-- MATERIAL PROVIDED follows --

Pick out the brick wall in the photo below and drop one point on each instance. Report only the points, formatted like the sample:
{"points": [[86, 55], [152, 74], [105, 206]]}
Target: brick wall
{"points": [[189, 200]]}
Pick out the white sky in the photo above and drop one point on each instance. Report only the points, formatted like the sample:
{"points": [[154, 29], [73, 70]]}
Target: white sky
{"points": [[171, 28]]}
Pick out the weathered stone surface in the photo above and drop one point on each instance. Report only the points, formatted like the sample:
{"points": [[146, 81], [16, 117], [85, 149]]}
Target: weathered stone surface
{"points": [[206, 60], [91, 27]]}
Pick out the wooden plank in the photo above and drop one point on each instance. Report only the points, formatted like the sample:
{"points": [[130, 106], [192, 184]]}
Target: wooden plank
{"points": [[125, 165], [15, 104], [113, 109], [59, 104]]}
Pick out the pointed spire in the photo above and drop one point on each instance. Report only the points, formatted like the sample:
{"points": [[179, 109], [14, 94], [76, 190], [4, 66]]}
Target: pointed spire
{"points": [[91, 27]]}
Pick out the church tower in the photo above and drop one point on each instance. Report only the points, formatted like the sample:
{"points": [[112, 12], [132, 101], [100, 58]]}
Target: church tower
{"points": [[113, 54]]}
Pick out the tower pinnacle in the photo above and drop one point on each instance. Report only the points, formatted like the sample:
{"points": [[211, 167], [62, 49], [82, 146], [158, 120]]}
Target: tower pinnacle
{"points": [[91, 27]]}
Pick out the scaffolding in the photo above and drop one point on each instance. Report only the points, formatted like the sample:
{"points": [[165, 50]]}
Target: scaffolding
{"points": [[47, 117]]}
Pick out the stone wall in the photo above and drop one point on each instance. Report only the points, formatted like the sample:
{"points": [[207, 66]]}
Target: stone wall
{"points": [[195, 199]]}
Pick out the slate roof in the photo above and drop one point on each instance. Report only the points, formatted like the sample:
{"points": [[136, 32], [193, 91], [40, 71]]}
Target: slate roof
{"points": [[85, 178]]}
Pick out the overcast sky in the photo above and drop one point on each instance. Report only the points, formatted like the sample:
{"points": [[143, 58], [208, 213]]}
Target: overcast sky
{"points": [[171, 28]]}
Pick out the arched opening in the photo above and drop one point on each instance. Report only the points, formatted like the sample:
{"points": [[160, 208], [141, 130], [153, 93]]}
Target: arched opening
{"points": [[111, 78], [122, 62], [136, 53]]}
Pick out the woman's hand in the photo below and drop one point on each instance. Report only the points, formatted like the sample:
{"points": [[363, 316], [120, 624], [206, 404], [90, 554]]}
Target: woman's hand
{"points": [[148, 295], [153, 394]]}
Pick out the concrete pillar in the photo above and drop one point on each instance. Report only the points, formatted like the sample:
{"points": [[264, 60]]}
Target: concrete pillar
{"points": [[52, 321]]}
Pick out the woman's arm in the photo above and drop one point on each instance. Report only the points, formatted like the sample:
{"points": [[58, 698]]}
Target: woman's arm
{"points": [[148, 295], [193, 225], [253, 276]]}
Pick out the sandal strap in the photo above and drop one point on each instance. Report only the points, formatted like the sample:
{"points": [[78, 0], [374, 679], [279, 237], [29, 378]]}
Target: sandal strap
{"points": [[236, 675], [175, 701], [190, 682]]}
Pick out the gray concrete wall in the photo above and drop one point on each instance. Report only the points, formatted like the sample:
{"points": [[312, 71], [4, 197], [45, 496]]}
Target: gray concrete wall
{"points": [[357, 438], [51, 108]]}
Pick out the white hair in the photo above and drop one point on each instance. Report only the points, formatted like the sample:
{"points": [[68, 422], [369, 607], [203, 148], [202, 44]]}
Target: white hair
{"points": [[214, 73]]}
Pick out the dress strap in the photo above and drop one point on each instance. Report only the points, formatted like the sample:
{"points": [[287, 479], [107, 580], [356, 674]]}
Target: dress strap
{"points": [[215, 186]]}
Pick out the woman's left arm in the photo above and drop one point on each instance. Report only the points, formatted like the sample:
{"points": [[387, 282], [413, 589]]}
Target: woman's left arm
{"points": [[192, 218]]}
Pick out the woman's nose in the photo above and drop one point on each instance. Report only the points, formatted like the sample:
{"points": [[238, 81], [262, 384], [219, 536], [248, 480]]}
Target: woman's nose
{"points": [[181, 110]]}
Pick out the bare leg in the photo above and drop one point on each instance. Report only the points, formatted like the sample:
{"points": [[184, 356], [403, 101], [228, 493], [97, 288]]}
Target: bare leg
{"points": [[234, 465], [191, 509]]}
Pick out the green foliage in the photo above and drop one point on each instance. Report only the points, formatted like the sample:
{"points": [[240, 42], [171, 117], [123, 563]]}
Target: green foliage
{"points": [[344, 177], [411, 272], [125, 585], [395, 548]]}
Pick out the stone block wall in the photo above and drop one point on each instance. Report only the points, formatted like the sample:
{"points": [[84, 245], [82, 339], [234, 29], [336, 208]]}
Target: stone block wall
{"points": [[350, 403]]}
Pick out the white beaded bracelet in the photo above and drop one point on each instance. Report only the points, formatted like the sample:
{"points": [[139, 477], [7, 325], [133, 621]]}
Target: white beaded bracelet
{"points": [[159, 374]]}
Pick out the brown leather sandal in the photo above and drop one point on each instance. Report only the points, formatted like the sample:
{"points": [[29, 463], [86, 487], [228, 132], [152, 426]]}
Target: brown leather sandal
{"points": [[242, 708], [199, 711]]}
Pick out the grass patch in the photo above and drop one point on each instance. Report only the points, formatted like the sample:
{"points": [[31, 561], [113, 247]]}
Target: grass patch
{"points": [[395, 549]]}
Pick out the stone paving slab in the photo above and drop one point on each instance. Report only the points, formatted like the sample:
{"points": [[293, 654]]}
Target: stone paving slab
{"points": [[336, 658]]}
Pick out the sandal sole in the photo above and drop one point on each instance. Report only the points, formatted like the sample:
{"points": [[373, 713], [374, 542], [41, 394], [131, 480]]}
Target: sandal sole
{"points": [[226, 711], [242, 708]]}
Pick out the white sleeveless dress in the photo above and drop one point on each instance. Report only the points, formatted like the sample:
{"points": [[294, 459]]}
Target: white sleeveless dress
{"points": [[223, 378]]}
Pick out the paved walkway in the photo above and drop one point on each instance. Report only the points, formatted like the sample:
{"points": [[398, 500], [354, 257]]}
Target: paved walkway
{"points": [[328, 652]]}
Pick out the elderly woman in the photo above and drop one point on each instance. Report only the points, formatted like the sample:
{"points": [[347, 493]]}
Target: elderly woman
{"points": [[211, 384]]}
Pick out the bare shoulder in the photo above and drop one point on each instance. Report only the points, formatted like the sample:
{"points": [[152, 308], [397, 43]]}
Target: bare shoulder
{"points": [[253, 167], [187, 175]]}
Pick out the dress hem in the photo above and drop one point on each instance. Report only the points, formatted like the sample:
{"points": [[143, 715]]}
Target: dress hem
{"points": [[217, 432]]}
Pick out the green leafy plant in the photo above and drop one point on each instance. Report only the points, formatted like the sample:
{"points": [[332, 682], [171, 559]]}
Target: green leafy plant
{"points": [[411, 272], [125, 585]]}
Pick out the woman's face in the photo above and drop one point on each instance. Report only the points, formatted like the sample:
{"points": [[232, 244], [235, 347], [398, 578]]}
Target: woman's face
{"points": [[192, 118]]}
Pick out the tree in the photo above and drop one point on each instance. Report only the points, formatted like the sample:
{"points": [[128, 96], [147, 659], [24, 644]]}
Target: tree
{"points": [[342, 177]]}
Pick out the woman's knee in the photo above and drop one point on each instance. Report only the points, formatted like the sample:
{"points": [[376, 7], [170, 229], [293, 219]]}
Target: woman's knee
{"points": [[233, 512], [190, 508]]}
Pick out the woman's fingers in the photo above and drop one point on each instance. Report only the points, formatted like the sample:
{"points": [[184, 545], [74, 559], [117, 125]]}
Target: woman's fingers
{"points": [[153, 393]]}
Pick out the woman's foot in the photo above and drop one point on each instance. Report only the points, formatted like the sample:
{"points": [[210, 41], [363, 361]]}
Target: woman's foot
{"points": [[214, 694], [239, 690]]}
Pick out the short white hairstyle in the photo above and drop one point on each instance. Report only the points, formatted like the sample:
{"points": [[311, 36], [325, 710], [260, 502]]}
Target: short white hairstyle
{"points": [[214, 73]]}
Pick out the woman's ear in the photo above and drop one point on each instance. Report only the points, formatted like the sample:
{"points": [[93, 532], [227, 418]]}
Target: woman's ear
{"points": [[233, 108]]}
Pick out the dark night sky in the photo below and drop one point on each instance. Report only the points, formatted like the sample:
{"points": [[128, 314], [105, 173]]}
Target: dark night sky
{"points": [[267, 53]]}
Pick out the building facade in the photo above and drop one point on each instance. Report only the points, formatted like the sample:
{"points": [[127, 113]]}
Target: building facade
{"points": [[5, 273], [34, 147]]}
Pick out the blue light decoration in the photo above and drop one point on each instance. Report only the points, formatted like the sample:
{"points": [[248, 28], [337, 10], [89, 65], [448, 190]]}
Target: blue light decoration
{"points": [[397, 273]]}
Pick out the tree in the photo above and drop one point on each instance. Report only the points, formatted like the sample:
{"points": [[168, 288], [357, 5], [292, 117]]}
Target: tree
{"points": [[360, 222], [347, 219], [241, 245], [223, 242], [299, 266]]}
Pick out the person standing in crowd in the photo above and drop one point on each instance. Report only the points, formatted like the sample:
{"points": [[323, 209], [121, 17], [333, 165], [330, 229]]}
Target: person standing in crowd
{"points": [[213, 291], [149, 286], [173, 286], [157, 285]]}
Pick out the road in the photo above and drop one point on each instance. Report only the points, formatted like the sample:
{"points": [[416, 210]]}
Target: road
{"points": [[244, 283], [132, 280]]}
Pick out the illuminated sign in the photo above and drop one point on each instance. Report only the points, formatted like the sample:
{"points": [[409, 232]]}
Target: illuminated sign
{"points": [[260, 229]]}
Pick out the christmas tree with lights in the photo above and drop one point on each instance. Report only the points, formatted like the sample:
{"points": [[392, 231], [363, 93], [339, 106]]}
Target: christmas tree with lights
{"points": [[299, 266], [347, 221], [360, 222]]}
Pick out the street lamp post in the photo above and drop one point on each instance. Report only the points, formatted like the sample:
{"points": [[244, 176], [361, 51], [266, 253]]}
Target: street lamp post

-- MATERIAL PROVIDED concluded --

_EXERCISE DIRECTIONS_
Repeat, word for word, the lines above between the line holding "Pick out the green foliage" and the line holding "Pick out the brown", inclusive; omit everything else.

_YOUR SOLUTION_
Pick out the green foliage in the photo above and drop one point on each instance. Report only the points, formatted like the sample:
{"points": [[240, 42], [171, 117], [123, 563]]}
Target: green foliage
{"points": [[344, 177], [411, 272], [125, 585], [395, 548]]}
Pick out the stone block wall in the photo above and drop one point on each instance. Report only the points, formatted like the sample:
{"points": [[84, 245], [82, 339], [234, 29], [336, 208]]}
Target: stone block wall
{"points": [[350, 403]]}
Pick out the white beaded bracelet in the photo above and drop one point on each instance. Report only the points, formatted like the sample:
{"points": [[139, 477], [7, 325], [133, 621]]}
Target: white beaded bracelet
{"points": [[159, 374]]}
Pick out the brown leather sandal in the photo above and drop one point on each instance. Report only the points, formatted like the sample:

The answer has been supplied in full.